_EXTRACTED MATERIAL_
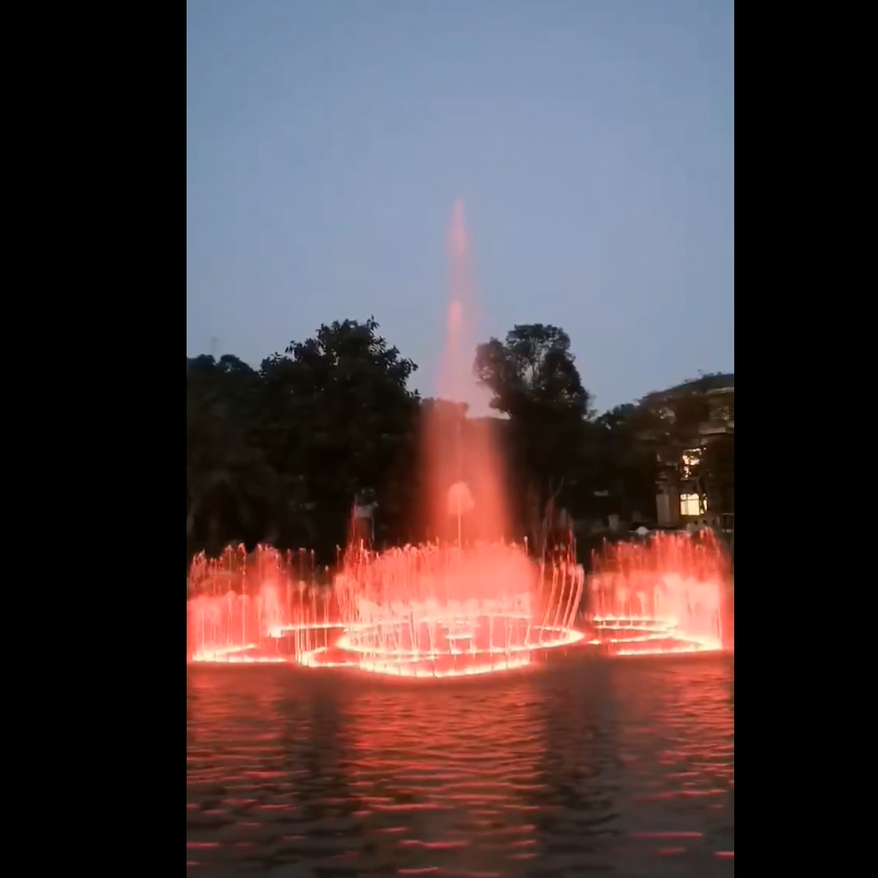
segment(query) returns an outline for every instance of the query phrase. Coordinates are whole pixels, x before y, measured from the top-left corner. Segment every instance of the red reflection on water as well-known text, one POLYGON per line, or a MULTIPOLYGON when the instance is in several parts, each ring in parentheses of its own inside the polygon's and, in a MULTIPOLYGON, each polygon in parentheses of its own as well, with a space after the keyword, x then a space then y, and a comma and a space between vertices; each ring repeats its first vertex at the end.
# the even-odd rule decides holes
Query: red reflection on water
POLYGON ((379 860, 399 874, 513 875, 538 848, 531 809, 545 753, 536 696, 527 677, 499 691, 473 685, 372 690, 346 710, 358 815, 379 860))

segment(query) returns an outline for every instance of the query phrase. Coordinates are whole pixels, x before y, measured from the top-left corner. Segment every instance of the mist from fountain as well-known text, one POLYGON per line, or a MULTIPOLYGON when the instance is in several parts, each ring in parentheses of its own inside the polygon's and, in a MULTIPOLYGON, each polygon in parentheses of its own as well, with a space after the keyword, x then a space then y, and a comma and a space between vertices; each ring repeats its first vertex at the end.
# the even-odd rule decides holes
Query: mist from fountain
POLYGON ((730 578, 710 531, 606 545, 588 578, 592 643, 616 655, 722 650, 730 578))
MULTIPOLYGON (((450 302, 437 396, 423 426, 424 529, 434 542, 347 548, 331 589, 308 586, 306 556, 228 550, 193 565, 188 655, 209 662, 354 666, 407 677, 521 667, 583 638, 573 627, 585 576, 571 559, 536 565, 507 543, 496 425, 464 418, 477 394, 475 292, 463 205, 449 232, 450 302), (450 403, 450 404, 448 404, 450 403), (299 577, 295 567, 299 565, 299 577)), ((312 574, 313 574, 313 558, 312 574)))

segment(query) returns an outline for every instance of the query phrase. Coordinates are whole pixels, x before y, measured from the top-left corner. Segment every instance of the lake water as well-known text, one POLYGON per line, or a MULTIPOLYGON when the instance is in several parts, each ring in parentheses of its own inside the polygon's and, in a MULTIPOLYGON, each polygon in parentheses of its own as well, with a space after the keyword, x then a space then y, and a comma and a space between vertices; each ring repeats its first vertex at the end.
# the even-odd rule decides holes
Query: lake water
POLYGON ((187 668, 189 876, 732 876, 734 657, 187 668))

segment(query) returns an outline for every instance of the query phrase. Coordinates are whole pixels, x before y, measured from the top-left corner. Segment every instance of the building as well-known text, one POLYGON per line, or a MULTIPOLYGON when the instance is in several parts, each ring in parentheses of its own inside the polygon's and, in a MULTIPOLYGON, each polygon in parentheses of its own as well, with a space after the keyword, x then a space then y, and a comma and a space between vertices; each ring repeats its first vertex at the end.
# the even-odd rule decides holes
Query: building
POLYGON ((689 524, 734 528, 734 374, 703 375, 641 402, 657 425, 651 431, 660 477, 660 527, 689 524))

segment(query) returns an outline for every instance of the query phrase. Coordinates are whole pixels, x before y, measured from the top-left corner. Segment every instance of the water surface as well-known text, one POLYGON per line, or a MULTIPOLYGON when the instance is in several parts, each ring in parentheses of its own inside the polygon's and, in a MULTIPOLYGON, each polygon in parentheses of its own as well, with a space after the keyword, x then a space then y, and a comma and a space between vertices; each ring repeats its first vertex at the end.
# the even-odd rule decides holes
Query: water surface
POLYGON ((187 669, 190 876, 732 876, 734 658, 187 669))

_WHAT IS NEEDED_
Rewrite all of the lines above with "whole pixels" replaced by "integer pixels" and everything else kept the same. Do not include the pictures.

_EXERCISE SOLUTION_
segment(query) returns an outline for every instance of the query phrase. Coordinates are integer pixels, x before y, measured from the top-left corner. Segment every instance of the red reflection on water as well-known text, one POLYGON per line, or a MULTIPOLYGON when the instance is in several parts, each ring in parentheses of its own inside the polygon's and, in a MULTIPOLYGON, each polygon in parentheses of its own as well, with a space after the keyword, x then a space then y, and a comma and a space between vertices; each ring repeats its first vertex at the end.
# the even-odd rule decides holes
Query: red reflection on water
POLYGON ((379 860, 399 874, 513 875, 538 848, 531 809, 545 753, 536 696, 527 677, 499 691, 473 685, 372 690, 346 710, 358 815, 379 860))

segment(query) returns an outline for every instance of the query phrase. Coordinates are integer pixels, x before y, measured from the top-left corner. Segment every instance of the mist from fountain as well-known text, one POLYGON per line, or a MULTIPOLYGON when the instance is in several parts, each ring in parentheses of its own inside the polygon's and, in a MULTIPOLYGON, each polygon in parentheses of its own as well, with a space after the keyword, x then a space then y, and a comma and a space between vertices; each ring repeats its first vertex at the end.
# the even-odd rule decides holes
Query: mist from fountain
POLYGON ((730 578, 710 531, 606 545, 588 578, 592 643, 616 655, 722 650, 730 578))
MULTIPOLYGON (((450 302, 437 396, 423 426, 424 529, 434 542, 347 548, 331 589, 308 586, 306 556, 228 550, 193 565, 188 655, 209 662, 354 666, 407 677, 521 667, 583 638, 573 627, 585 576, 571 559, 536 565, 507 543, 496 425, 464 418, 477 394, 475 292, 463 205, 449 232, 450 302), (450 403, 450 404, 448 404, 450 403), (299 577, 295 567, 299 565, 299 577)), ((312 574, 313 574, 313 558, 312 574)))

segment(query) returns an outline for every instance of the query phrase. Coordinates are integer pixels, x before y, measured from the top-left corner. Segment every instance of the lake water as well-known text, one POLYGON per line, or a MULTIPOLYGON when the instance is in several parts, each ring in parentheses of its own inside the polygon's and, in a MULTIPOLYGON, each polygon in parentheses of its own as well, with a space after the keyword, x then a space then y, and a comma and a space between vertices; each ring repeats its first vertex at the end.
# the even-odd rule decides holes
Query: lake water
POLYGON ((187 668, 189 876, 732 876, 734 657, 187 668))

segment(query) returns an outline for every instance of the query phrase. Coordinates are integer pixels, x before y, measured from the top-left corner. Segment every instance of the building as well-known text, one POLYGON per line, or a MULTIPOLYGON when the instance is in several parts, each ring in parentheses of its own inside the polygon's and, in a MULTIPOLYGON, each polygon in parentheses of its own as well, with a space after the keyword, x then a space then y, and a comma and a space between vertices; each ring repeats its first vertex at the end.
# the even-odd rule decides holes
Query: building
POLYGON ((689 524, 734 528, 734 374, 703 375, 641 402, 657 425, 651 431, 660 477, 660 527, 689 524))

segment(query) returns an outline for every instance of the query phrase. Coordinates are integer pixels, x before y, measured from the top-left corner. Segment every instance of the water surface as well-known text, one POLYGON per line, or a MULTIPOLYGON when the instance is in several parts, each ring in parentheses of its own inside the polygon's and, in a MULTIPOLYGON, each polygon in parentheses of its own as well, with a space after the keyword, x then a space then y, and a comma and a space between vertices; each ring repeats its first vertex at the end.
# the even-odd rule decides holes
Query: water surface
POLYGON ((187 669, 190 876, 732 876, 734 658, 187 669))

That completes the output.